**Work request 1:** From the piece on running an orphanage, extract the passage starting at "On the long" and ending at "and moving forward.".
**Work request 2:** In the piece on running an orphanage, what is named as the first choice for caring for abandoned children?

**Text provided:**
Do you feel called to open an orphanage? Trust me on this, lay down until the feeling goes away. If you still want to open an orphanage, continue reading.
I wish orphanages didn’t exist. The first choice for caring for abandoned children should be extended family. If the extended family is not an option, then children at risk should be placed with healthy families. Unfortunately, placement with a family is just not an option for many children. Most orphanages are filled with children who, for one reason or another, are not adoptable or are very difficult to place. Orphanages care for children with multiple siblings, children with physical or mental challenges, children with an extended family that cannot care for them but still hold parental rights, etc. So if orphanages have to exist (and they do), they should be great, and run by people with vision and the skill sets to make them a fantastic place for children to heal and grow into healthy adults.
Regularly, people contact me who feel lead to open orphanages. My first question is always: “Who is going to run it?” Putting up buildings is easy(ish), on-going funding is harder, but living at, and running an orphanage can be hugely challenging and is not for the faint of heart.
Like pastoring, it’s very different once you’re in charge as opposed to watching from a comfortable distance. Running an orphanage is 24 hours a day, just like pastoring. Like pastoring a church, everyone who walks into your ministry will be second-guessing all of your decisions and how you’re running things (and they know they can do it better). You not only get to care for kids and staff, but you also need to keep government officials AND donors happy, all at the same time. Good luck with that.
On the long list of things that surprise most people is the amount of administration that has to go on. From the outside, people tend to think that the day-to-day parts of running an orphanage are about holding babies, craft projects, and building healing relationships with the children. All of these things go on, but they make up a remarkably small part of the day-to-day hours of running an orphanage. Actually, “childcare” is an almost insignificant part of the job. Days are occupied with the mundane: grocery shopping, hosting guests, managing staff, answering e-mails, etc. Your days and weeks are filled with what it takes to keep the ministry open and moving forward.
Fundraising will take up much of your waking hours for the rest of your life. Just because you’re passionate about orphan care doesn’t mean anyone else cares. Everyone has different passions, callings, and challenges in their lives. Other people are called to serve and help in other ministries, that’s a good thing. That people have passions and interests that don’t connect with orphan care makes fundraising that much more of a challenge. Sharing the needs of your home, sharing the needs for orphan care in general, and sharing your passion is all part of the work. Share with the right people, get the word out, and God will connect the right people to support it.

**Extracted entries:**
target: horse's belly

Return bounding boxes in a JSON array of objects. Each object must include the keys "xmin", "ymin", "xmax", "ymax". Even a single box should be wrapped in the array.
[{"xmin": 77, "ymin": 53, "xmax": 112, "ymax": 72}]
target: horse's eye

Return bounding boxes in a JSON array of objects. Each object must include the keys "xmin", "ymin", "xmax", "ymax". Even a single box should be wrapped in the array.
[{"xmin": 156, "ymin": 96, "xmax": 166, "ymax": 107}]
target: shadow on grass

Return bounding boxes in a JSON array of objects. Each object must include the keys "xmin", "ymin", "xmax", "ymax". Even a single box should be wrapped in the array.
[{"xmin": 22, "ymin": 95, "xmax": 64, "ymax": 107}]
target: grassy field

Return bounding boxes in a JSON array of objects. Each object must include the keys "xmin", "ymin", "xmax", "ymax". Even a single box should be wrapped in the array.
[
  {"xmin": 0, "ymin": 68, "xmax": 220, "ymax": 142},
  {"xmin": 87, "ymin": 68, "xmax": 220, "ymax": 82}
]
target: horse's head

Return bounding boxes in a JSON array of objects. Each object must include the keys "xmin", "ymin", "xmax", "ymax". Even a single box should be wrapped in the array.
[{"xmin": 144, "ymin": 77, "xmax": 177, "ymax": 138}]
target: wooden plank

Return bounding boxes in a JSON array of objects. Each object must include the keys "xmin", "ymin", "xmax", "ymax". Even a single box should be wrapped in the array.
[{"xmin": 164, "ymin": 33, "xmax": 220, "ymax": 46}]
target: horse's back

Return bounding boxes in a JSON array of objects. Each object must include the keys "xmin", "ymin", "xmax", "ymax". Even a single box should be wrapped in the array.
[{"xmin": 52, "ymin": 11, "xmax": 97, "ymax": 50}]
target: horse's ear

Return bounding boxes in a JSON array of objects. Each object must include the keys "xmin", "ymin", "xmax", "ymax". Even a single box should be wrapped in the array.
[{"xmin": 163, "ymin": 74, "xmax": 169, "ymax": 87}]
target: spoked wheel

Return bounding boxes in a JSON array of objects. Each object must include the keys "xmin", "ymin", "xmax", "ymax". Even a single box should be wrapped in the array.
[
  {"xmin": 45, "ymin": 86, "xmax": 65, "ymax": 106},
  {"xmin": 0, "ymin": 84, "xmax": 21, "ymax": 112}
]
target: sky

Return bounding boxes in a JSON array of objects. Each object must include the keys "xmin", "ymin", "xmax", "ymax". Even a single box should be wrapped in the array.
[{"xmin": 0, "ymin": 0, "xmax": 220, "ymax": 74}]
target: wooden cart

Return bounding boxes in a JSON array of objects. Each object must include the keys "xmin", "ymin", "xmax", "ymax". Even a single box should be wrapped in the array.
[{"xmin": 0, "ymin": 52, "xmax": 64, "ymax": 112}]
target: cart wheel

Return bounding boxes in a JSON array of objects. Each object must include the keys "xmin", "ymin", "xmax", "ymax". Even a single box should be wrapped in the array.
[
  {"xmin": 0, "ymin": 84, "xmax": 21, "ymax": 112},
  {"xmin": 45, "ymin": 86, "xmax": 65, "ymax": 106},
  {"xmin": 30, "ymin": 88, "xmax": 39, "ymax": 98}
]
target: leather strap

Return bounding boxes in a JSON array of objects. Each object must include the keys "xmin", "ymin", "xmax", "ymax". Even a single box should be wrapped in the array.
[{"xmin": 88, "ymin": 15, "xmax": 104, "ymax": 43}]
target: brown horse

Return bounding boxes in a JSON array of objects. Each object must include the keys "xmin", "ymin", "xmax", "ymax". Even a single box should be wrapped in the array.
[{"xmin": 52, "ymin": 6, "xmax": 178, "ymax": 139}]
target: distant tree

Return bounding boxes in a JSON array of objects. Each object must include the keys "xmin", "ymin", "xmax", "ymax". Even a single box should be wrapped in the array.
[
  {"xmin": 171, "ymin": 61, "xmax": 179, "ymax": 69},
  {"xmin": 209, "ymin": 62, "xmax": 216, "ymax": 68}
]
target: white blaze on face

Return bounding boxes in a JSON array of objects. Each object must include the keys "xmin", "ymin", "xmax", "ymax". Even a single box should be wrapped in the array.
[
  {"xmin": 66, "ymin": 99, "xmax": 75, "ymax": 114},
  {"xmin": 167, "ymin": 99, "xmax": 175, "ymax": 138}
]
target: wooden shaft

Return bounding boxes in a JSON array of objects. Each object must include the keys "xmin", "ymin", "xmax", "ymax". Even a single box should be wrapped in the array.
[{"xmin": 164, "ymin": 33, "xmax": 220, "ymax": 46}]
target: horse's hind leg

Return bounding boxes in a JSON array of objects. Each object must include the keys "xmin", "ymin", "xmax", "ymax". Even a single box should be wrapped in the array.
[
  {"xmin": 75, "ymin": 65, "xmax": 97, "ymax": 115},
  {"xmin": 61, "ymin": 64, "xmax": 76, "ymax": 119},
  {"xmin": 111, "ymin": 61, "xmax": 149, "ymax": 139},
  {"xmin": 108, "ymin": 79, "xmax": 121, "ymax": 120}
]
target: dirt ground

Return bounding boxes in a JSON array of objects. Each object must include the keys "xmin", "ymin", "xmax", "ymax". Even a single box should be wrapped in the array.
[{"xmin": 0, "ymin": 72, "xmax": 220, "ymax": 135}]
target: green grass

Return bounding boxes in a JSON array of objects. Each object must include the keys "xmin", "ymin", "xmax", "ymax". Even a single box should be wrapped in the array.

**Task solution 1:**
On the long list of things that surprise most people is the amount of administration that has to go on. From the outside, people tend to think that the day-to-day parts of running an orphanage are about holding babies, craft projects, and building healing relationships with the children. All of these things go on, but they make up a remarkably small part of the day-to-day hours of running an orphanage. Actually, “childcare” is an almost insignificant part of the job. Days are occupied with the mundane: grocery shopping, hosting guests, managing staff, answering e-mails, etc. Your days and weeks are filled with what it takes to keep the ministry open and moving forward.

**Task solution 2:** Extended family.